YOUR ASSIGNMENT
Extract all of the entries and set them down verbatim.

Point-per-instance localization data
>>>
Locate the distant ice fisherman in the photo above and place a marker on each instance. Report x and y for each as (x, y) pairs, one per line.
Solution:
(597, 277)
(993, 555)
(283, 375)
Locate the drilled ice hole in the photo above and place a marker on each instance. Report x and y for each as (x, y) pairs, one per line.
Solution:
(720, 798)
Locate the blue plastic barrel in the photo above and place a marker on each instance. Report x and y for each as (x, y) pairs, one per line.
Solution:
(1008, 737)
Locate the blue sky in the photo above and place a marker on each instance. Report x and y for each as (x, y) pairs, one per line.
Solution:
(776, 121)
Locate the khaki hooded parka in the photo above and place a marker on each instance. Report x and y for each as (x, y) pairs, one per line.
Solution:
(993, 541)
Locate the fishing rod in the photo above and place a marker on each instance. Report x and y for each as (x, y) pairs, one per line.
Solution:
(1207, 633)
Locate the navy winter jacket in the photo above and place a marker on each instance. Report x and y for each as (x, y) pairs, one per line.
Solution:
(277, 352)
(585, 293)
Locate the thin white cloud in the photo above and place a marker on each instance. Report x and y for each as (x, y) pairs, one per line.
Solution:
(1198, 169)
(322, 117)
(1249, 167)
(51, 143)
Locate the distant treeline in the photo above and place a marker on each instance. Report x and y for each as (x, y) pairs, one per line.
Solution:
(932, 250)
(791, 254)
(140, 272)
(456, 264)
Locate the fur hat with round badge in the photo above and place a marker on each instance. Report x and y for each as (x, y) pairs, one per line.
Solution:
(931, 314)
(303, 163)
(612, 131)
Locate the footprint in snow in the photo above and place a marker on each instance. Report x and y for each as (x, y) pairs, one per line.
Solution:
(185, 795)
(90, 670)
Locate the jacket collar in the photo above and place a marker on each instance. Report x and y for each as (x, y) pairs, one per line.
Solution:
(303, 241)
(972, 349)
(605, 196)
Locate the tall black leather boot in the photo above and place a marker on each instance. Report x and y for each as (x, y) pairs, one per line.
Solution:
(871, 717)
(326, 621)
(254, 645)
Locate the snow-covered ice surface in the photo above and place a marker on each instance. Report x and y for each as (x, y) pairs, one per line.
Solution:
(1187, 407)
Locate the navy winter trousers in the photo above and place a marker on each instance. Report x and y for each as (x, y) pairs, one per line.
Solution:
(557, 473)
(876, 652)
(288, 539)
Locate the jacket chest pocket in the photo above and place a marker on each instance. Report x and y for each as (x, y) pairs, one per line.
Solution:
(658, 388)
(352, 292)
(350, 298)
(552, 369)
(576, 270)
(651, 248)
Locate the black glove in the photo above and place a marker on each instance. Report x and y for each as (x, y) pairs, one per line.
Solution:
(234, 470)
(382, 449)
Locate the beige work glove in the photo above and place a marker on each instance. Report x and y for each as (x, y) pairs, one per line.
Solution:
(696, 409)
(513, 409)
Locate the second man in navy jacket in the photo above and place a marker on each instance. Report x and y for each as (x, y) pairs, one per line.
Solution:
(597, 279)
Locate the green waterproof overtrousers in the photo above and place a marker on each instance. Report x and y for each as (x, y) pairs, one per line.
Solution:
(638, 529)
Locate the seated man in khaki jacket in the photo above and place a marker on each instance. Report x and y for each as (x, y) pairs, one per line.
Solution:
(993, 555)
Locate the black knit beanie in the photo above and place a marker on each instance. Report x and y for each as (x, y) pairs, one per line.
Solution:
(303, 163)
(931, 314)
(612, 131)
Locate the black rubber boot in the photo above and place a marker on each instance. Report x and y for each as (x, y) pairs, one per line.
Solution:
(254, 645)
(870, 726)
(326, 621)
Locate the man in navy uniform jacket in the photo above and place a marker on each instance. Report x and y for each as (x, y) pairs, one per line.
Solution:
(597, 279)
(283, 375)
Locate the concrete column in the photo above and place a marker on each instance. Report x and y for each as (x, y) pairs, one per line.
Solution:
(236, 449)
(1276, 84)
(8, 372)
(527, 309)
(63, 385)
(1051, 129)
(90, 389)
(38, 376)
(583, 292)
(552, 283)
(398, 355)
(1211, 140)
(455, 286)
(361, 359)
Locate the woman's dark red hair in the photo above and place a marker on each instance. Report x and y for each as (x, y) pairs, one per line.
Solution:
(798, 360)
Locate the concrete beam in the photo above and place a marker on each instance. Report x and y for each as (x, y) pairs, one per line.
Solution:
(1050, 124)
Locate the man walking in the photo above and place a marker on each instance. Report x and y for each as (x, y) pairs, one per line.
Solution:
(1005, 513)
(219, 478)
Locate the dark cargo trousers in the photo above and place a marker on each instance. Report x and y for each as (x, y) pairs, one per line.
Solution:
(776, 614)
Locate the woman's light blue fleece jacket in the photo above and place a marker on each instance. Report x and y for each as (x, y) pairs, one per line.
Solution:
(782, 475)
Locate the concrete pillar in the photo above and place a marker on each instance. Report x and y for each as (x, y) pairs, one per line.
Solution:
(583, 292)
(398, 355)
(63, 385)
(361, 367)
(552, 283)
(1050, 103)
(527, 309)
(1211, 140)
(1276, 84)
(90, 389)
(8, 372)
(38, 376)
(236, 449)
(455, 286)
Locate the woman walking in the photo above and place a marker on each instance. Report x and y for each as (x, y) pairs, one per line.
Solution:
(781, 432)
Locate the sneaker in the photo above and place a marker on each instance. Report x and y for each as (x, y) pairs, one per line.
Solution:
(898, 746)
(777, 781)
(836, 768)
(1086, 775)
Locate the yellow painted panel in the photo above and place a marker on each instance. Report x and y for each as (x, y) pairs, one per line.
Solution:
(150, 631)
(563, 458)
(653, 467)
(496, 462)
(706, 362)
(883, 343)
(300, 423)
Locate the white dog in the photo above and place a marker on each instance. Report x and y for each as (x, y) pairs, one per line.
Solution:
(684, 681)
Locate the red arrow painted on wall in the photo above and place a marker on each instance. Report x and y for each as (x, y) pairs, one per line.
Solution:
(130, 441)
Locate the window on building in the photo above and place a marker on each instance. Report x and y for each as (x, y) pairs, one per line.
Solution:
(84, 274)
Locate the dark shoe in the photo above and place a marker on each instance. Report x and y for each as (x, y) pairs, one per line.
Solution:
<<<
EXERCISE ANSWER
Locate the distant ice fisherman in the photo above and place a marker on each instance. Report x and y for each as (x, y) pairs, one per line.
Solution:
(597, 277)
(993, 555)
(283, 375)
Locate the drilled ice hole in the photo above and place a marker on each instance. Report x and y for each as (x, y) pairs, one per line.
Solution:
(720, 798)
Locate the blue plastic barrel in the photo above and place a marker on each instance. Report x and y for each as (x, y) pairs, one per line.
Solution:
(1008, 737)
Locate the blue sky in the photo above and place a marker on each instance. Report x and y for each as (x, y) pairs, one per line.
Solution:
(776, 121)
Locate the khaki hooded parka in the photo above and place a marker on each instance. Report x and y for each as (x, y) pairs, one per line.
Solution:
(993, 541)
Locate the fishing rod in the photo above and place a marker on each instance. Report x and y for each as (x, y) pairs, one per line.
Solution:
(1207, 633)
Locate the navy winter jacket in the photo above and place a marker on each instance. Report x and y for each as (x, y) pairs, one per line.
Solution:
(277, 352)
(585, 293)
Locate the thin white cloud in the photo above and place a marker on each instance. Report x and y for each as (x, y) pairs, one per line.
Solution:
(1198, 169)
(322, 117)
(1249, 167)
(51, 143)
Locate the distant treeline in the photo above and place a marker on each instance. Report x and y for each as (x, y) pairs, one per line.
Solution:
(932, 250)
(791, 254)
(140, 272)
(456, 264)
Locate the fur hat with round badge in the photo above and place a marker on each instance. Report x and y for each as (x, y) pairs, one per line.
Solution:
(931, 314)
(303, 163)
(612, 131)
Locate the footprint in snow in the photo above and place a marker on each instance. Report x and y for each as (x, y) pairs, one per line.
Solution:
(185, 795)
(90, 670)
Locate the jacket collar in the photo above and place a marker on each instance. Report x and y for each as (x, y) pairs, one per line.
Solution:
(303, 241)
(972, 349)
(605, 196)
Locate the tall black leather boot in the photo above and place a marker on each instance. Report x and y for each as (x, y) pairs, one per line.
Solution:
(871, 717)
(326, 621)
(254, 645)
Locate the snow-covered ice surface in the photo above and place a marker on each instance. Report x and y for each as (x, y) pairs, one per line.
Solution:
(1187, 407)
Locate the navy winter trousers in the photo above and place a marker on each instance. Report x and y for each as (x, y) pairs, one per line.
Solution:
(557, 473)
(876, 652)
(288, 539)
Locate the jacket chest pocket in the photo above and place a marker on each instance. Report x and y for each as (x, y) pairs, one per line.
Solution:
(658, 388)
(352, 292)
(350, 298)
(552, 369)
(576, 270)
(651, 248)
Locate the black glove in the photo above and place a marker on each instance. Report x and y for each as (x, y) pairs, one per line.
Solution:
(234, 470)
(382, 449)
Locate the beige work glove in the photo above and place a marker on each instance. Report x and y for each as (x, y) pairs, one per line.
Solution:
(696, 409)
(513, 409)
Locate the second man in navy jacket in the photo above and place a marker on each instance. Report x and y for each as (x, y) pairs, one per line.
Solution:
(597, 279)
Locate the green waterproof overtrousers in the photo above and place a marker on each instance. Report x and y for each as (x, y) pairs, one per line.
Solution:
(638, 529)
Locate the seated man in khaki jacket in the photo above and place a marker on each instance. Report x and y for each as (x, y) pairs, one per line.
Solution:
(993, 555)
Locate the black knit beanie in the photo above and place a marker on each instance. Report x and y for each as (x, y) pairs, one per line.
Solution:
(303, 163)
(931, 314)
(612, 131)
Locate the black rubber boot in the photo above and place a marker on each instance. Report x and y for each as (x, y) pairs, one per line.
Solution:
(254, 645)
(870, 726)
(326, 621)
Locate the man in navy uniform jacket in the photo above and place a marker on each instance. Report x and y for each as (x, y) pairs, one per line.
Solution:
(597, 279)
(283, 375)
Locate the concrete column in the photo above and place a marker on each instance. Report x and y for each as (x, y) pairs, one per line.
Solution:
(236, 449)
(1276, 84)
(8, 372)
(527, 309)
(63, 385)
(1051, 129)
(90, 389)
(38, 376)
(583, 292)
(552, 283)
(398, 355)
(1211, 140)
(455, 286)
(361, 359)
Locate the woman's dark red hair in the photo above and place a marker on each instance. Report x and y for each as (x, y) pairs, one per line.
Solution:
(798, 360)
Locate the concrete beam in the photo above and place a marker on each instance. Report x and y for each as (x, y) pairs, one per line.
Solution:
(1050, 124)
Locate the man walking in the photo above and place a marker on each instance. Report x and y for each as (x, y) pairs, one per line.
Solution:
(1005, 513)
(219, 478)
Locate the dark cargo trousers in the photo above and place a marker on each instance. Report x and y for each as (x, y) pairs, one per line.
Solution:
(776, 614)
Locate the woman's light blue fleece jacket in the photo above and place a marker on each instance. Report x and y for each as (x, y) pairs, one per line.
Solution:
(782, 475)
Locate the concrete pillar in the photo above and place a marker on each instance. Report x and y for each as (x, y) pairs, one per line.
Solution:
(583, 292)
(398, 355)
(63, 385)
(361, 367)
(552, 283)
(1050, 103)
(527, 309)
(1211, 140)
(1276, 84)
(90, 389)
(8, 372)
(38, 376)
(236, 449)
(455, 286)
Locate the woman walking in the photo above and place a marker on each instance. Report x and y for each as (x, y) pairs, one per line.
Solution:
(781, 432)
Locate the sneaker in the photo above and place a marker on each instance. Report x and y for each as (x, y) pairs, one per line.
Solution:
(898, 746)
(777, 781)
(836, 768)
(1086, 775)
Locate the yellow painted panel in the photo above and place a marker on each instance. Report x and y for each as (x, y) pairs, one per line.
Solution:
(150, 631)
(563, 458)
(653, 467)
(496, 462)
(706, 362)
(883, 343)
(300, 423)
Locate the white dog in the photo above and place a marker on each instance. Report x and y for each as (x, y) pairs, one per line.
Solution:
(684, 681)
Locate the red arrow painted on wall in the photo above and place a marker on each instance. Report x and y for each as (x, y) pairs, one per line.
Solution:
(130, 441)
Locate the window on building in the photo above and place a marker on each instance. Report x and y for each as (x, y) pairs, one per line.
Solution:
(84, 274)
Locate the dark shoe in the photo above and place a marker on each instance. Report x and y for each as (x, y) pairs, one per line.
Solution:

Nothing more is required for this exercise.